**Annotation data for object locations:**
[BEGIN]

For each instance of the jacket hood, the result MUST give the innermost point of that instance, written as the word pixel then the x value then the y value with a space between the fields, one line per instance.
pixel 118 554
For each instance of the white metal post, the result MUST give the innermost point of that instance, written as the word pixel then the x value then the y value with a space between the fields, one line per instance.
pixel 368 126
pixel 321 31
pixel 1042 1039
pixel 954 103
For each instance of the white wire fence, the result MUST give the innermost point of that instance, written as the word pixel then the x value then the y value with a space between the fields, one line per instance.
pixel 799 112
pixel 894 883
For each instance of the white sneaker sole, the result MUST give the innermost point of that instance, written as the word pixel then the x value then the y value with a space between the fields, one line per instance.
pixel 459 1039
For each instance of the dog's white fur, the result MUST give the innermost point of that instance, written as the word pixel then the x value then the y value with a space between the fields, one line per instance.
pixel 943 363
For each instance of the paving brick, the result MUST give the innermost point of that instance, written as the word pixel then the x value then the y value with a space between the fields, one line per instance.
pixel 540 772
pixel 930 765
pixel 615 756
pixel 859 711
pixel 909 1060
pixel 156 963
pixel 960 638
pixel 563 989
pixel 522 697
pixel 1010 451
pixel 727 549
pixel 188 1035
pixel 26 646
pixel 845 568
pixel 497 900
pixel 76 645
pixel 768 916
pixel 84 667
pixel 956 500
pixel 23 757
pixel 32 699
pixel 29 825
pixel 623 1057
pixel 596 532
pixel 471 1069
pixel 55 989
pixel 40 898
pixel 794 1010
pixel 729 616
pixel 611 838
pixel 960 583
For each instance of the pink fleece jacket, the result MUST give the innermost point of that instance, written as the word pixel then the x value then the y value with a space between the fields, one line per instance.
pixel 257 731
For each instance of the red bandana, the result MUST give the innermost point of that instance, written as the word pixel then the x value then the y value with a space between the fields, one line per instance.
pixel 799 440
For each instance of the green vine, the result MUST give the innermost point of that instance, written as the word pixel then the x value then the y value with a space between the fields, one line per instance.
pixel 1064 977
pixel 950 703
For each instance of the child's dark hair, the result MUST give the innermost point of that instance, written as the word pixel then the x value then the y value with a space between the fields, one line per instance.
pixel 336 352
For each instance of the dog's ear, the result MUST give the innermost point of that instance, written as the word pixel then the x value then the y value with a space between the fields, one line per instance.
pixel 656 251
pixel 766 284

[END]
[BEGIN]

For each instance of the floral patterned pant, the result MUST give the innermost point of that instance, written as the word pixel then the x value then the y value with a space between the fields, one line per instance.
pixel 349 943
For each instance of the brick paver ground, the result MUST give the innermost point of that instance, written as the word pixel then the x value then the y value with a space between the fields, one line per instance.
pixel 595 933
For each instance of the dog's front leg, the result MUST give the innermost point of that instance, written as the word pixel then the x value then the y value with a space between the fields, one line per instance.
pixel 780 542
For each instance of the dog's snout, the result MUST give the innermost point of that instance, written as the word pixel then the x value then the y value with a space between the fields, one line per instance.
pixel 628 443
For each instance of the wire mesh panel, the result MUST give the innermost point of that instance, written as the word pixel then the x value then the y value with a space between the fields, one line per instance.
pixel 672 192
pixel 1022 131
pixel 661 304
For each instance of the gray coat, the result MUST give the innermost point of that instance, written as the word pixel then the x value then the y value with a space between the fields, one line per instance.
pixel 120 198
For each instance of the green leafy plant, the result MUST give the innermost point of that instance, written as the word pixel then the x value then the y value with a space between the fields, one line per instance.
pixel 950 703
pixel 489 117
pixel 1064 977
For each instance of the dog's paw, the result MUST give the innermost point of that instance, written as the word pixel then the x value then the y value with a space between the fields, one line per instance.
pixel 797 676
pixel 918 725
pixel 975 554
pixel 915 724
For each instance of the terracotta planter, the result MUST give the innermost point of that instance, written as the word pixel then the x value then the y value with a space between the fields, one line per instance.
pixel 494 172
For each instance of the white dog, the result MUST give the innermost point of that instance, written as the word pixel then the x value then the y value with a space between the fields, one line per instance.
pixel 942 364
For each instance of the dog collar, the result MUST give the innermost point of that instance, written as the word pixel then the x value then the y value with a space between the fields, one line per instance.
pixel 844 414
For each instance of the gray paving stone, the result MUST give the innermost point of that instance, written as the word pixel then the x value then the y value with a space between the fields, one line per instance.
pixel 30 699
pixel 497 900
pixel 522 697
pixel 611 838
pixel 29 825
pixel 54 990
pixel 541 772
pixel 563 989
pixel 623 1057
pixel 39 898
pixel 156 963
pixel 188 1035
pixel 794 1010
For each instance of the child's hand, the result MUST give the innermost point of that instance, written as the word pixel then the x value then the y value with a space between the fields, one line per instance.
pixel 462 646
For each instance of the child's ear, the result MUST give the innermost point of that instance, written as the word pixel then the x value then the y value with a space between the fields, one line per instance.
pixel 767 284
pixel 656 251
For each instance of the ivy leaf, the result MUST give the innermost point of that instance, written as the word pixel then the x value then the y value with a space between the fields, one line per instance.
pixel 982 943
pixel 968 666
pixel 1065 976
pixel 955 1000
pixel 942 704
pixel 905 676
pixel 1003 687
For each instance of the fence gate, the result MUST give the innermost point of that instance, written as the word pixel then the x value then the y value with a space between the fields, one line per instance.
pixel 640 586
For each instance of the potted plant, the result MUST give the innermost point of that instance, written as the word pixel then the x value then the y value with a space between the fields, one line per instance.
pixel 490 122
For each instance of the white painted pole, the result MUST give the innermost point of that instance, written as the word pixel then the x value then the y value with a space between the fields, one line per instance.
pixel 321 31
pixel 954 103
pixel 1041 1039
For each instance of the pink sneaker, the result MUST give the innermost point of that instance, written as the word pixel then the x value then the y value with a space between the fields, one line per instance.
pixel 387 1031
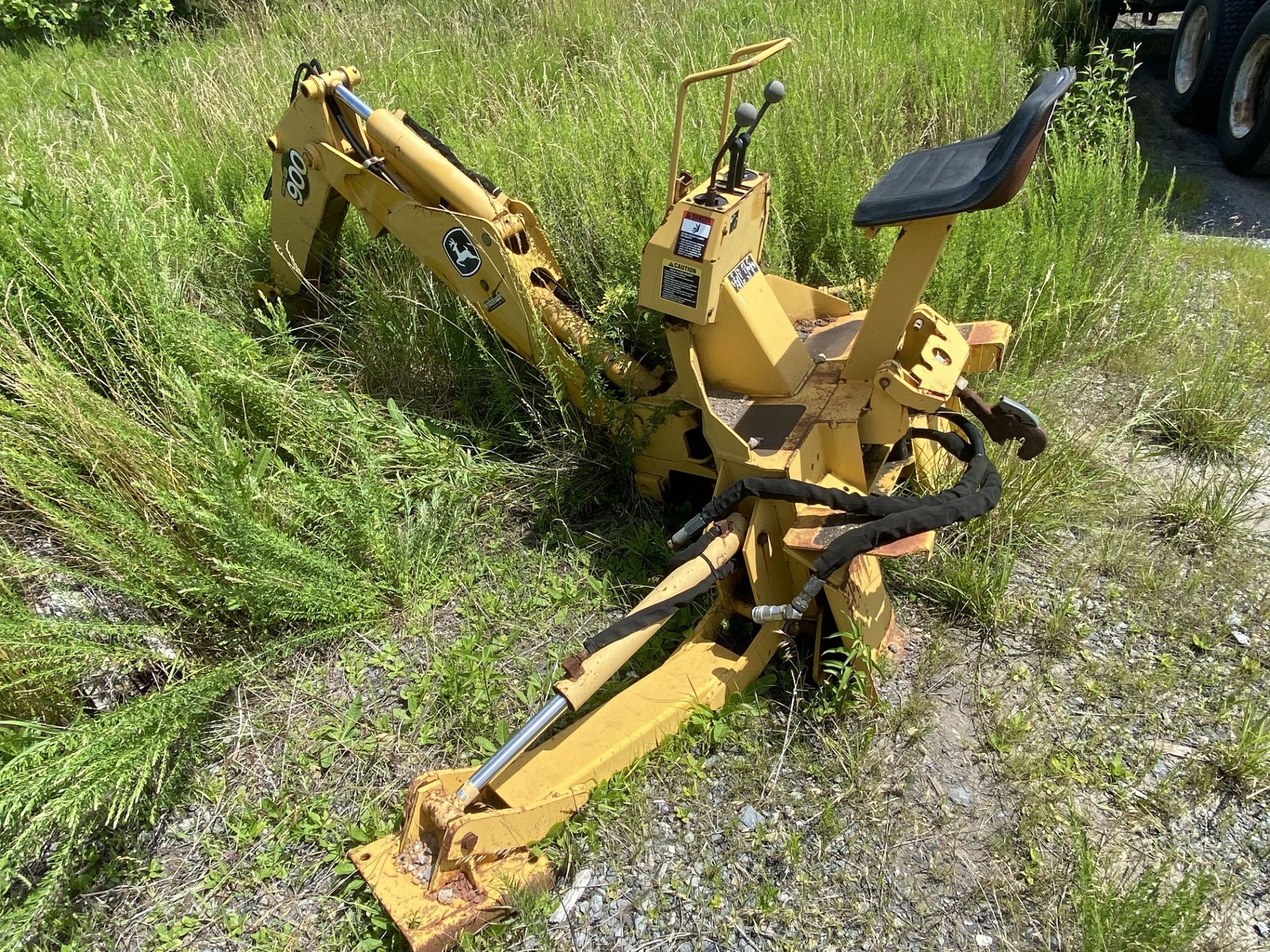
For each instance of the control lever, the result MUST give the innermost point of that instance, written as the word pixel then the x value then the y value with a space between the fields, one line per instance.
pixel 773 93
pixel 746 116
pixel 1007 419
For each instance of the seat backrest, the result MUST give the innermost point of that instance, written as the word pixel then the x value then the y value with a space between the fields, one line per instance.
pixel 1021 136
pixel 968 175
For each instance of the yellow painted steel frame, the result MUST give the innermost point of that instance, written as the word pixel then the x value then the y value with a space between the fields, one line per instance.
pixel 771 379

[END]

Reproduce the material line for line, starting at the line that contains "For each instance of the jacket" and ending at the line that contains "pixel 943 363", including both of those lines.

For each instance of the jacket hood, the result MUST give the innermost point of that instance, written as the word pixel then the x value then the y value with a space between the fields, one line per instance.
pixel 118 554
For each instance of the white metal post, the result MUST give the innermost point of that instance, written as the word pixel then the x value then the y value with a space between the fields, one line per instance.
pixel 368 126
pixel 321 31
pixel 1042 1039
pixel 954 103
For each instance of the white wire fence, the result MUST give the innermost point of that instance, written as the word pixel then the x value then the y value with a space between the fields, one line per instance.
pixel 799 112
pixel 894 883
For each instance of the white sneaker sole, the result MUST give the innermost point of that instance, written as the word pixel then the x value then the y value with a space between the fields, one line per instance.
pixel 459 1039
For each instance of the dog's white fur, the result MUST give the innermost point of that instance, written as the word pixel then the x value then the y value with a space between the fields, one line per instance.
pixel 943 363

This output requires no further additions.